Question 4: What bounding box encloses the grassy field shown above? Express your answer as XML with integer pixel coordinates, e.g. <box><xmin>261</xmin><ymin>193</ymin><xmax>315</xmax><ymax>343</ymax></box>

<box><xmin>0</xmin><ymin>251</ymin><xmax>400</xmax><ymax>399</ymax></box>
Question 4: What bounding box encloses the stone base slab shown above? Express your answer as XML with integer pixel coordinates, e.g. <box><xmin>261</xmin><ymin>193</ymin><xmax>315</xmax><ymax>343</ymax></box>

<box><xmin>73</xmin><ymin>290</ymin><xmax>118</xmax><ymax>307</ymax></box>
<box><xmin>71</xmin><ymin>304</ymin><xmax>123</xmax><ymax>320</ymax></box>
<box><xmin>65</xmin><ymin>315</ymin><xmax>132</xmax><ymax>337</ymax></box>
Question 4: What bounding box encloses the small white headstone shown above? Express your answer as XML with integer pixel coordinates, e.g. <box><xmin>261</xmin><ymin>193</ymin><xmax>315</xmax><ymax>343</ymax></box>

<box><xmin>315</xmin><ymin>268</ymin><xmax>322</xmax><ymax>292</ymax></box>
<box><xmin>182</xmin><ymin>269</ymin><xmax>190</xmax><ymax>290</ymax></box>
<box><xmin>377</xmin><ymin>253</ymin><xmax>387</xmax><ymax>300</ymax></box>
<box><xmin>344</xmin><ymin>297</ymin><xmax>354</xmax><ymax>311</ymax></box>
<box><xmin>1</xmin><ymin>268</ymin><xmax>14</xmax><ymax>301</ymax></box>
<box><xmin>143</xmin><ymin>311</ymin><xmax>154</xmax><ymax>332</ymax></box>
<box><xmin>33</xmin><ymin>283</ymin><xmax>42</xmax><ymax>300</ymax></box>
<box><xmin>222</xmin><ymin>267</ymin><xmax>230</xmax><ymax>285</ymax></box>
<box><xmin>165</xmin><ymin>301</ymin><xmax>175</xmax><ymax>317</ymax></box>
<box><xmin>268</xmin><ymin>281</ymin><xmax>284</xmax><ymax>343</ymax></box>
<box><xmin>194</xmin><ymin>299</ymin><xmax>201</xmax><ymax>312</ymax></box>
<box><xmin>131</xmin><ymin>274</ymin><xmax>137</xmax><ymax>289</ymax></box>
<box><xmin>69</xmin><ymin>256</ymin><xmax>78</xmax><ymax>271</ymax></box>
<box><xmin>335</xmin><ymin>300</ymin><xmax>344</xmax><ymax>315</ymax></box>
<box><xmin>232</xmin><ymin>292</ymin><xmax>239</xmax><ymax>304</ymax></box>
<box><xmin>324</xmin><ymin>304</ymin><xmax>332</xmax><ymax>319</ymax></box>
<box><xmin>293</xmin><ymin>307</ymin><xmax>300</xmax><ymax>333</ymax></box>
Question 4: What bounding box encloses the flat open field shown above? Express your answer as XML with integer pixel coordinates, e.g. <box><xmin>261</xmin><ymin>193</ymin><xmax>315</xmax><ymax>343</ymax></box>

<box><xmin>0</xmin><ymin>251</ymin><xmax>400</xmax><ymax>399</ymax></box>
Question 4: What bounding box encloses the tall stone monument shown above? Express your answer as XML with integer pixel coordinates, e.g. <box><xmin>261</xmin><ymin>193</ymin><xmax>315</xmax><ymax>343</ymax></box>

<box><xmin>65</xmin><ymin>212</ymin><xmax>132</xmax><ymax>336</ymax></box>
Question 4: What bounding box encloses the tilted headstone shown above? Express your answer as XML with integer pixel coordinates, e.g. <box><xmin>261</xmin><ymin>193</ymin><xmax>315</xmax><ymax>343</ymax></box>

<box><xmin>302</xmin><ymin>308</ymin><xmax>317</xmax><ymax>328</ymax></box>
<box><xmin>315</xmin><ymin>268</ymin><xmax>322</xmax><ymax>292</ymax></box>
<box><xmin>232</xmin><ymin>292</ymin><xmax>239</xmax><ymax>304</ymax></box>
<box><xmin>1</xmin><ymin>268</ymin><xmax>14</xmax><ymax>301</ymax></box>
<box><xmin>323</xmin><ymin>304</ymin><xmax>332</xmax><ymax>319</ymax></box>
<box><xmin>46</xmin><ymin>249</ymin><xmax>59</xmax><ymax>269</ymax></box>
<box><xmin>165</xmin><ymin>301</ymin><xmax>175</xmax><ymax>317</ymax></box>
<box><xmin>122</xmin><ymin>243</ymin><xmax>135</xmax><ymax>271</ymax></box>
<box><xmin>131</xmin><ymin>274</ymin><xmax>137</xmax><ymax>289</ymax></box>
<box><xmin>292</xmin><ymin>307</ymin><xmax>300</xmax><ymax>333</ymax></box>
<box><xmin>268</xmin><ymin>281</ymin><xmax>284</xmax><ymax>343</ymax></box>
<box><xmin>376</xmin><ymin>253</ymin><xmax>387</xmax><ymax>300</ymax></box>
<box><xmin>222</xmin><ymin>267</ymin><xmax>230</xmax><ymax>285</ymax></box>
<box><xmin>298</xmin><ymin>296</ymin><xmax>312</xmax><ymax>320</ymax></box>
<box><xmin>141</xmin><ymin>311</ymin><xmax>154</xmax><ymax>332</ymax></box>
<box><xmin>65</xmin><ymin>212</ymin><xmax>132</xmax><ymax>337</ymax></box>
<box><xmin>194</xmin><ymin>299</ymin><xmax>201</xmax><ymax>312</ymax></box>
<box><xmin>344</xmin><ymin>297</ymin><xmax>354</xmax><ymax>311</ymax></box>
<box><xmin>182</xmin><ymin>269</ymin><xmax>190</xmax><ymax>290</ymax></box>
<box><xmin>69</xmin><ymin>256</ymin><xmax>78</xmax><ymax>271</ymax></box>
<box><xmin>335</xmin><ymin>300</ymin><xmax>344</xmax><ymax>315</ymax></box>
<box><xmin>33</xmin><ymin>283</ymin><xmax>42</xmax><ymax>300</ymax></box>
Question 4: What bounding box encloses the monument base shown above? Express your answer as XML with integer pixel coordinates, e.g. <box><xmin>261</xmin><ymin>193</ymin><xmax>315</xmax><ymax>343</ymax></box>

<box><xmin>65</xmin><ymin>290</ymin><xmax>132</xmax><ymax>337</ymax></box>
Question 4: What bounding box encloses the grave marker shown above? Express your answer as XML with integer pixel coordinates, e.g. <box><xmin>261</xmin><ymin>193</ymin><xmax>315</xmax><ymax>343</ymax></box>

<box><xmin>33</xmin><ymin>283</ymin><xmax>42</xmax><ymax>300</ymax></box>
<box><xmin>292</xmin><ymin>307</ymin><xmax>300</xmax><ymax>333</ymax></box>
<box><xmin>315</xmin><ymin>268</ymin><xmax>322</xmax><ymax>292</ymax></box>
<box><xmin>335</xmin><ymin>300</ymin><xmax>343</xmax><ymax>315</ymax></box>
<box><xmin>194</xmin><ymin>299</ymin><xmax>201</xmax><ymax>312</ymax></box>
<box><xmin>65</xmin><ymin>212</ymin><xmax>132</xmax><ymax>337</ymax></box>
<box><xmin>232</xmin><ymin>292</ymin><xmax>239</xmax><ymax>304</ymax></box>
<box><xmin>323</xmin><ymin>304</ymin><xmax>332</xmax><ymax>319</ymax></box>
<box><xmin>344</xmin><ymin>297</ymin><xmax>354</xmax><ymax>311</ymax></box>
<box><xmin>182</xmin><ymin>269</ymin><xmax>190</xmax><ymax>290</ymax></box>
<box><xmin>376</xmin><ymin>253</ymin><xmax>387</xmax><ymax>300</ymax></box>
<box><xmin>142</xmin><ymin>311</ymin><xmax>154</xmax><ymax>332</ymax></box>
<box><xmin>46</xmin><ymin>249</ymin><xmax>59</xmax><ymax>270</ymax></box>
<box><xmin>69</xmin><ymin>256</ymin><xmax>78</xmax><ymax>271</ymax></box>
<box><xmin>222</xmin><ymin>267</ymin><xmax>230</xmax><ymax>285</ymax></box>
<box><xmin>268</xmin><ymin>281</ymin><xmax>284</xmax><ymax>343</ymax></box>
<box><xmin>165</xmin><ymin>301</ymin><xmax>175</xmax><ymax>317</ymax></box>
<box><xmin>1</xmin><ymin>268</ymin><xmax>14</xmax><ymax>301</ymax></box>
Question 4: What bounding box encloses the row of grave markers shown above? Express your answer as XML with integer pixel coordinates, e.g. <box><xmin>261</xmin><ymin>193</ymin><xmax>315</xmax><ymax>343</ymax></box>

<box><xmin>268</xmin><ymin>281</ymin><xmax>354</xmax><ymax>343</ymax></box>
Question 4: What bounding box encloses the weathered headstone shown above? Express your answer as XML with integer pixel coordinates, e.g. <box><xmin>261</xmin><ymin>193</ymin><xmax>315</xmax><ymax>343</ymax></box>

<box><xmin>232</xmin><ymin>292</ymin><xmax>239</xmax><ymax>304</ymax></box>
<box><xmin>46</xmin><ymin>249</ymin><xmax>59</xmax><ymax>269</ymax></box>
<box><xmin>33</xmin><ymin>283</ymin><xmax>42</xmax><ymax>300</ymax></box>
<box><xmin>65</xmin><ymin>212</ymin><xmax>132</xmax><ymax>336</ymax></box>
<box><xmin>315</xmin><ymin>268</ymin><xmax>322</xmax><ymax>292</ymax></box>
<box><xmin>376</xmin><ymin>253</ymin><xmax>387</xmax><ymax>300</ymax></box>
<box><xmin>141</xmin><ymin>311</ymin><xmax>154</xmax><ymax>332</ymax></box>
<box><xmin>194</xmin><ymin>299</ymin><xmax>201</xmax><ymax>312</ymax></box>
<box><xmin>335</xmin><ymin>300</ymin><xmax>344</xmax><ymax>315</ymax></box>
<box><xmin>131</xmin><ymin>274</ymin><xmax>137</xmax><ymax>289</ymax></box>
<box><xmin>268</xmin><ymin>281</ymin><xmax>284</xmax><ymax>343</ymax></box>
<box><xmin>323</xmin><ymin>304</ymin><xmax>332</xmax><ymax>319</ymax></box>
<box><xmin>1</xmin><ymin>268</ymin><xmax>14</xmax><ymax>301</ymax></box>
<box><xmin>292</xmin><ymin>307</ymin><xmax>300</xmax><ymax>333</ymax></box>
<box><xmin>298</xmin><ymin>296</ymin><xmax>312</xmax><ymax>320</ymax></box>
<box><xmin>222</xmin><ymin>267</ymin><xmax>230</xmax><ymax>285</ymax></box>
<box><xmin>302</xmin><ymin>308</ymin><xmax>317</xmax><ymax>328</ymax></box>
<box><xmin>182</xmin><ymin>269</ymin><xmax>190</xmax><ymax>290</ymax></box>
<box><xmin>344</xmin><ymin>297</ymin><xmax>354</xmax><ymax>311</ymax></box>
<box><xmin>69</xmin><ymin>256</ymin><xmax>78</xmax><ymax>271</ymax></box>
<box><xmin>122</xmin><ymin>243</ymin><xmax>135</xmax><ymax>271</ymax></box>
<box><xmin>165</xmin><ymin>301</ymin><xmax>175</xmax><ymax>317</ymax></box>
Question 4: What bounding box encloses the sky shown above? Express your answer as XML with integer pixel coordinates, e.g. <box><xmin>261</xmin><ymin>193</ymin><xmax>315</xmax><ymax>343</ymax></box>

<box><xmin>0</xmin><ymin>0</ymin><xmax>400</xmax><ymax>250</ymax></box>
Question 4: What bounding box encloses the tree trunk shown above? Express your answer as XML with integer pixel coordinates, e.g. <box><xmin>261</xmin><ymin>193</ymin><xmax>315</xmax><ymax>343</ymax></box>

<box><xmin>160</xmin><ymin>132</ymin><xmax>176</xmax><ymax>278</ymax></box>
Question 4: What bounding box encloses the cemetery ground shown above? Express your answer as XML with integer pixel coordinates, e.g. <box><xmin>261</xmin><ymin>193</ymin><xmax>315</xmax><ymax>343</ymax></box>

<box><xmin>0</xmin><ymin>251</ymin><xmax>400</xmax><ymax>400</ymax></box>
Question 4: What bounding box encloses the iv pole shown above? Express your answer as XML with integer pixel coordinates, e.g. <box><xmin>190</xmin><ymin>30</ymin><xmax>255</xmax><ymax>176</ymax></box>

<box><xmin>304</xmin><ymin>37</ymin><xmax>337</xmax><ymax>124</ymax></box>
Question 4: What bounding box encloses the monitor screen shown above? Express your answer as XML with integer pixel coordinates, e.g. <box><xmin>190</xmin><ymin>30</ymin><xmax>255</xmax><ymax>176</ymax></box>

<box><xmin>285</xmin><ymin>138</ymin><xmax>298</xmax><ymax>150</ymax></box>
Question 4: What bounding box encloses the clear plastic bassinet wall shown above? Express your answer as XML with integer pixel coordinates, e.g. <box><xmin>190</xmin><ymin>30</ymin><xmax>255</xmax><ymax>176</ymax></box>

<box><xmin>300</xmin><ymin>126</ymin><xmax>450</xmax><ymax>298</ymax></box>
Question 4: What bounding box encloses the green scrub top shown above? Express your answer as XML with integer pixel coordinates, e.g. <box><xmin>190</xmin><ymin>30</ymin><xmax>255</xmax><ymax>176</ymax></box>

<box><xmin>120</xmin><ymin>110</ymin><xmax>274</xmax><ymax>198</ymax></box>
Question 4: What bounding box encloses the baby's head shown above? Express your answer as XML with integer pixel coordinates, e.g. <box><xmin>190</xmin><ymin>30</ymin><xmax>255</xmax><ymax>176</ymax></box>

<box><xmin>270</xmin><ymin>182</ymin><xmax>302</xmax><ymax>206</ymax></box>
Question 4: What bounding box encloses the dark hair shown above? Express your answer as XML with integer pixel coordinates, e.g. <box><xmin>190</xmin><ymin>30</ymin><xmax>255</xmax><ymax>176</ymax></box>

★ ★ ★ ★ ★

→ **WHAT YOU HAVE TO DO**
Repeat, word for word, the stretch of lines from the one containing "Question 4: What bounding box encloses the baby's" through the final line.

→ **COMPLETE RESPONSE**
Question 4: What bounding box encloses the baby's head shown above? Express your answer as XML with integer pixel coordinates, e.g. <box><xmin>190</xmin><ymin>30</ymin><xmax>255</xmax><ymax>176</ymax></box>

<box><xmin>270</xmin><ymin>182</ymin><xmax>302</xmax><ymax>206</ymax></box>
Question 4: What bounding box encloses the dark hair shown above? Express your answer as XML with integer pixel coordinates, e.g. <box><xmin>190</xmin><ymin>30</ymin><xmax>255</xmax><ymax>176</ymax></box>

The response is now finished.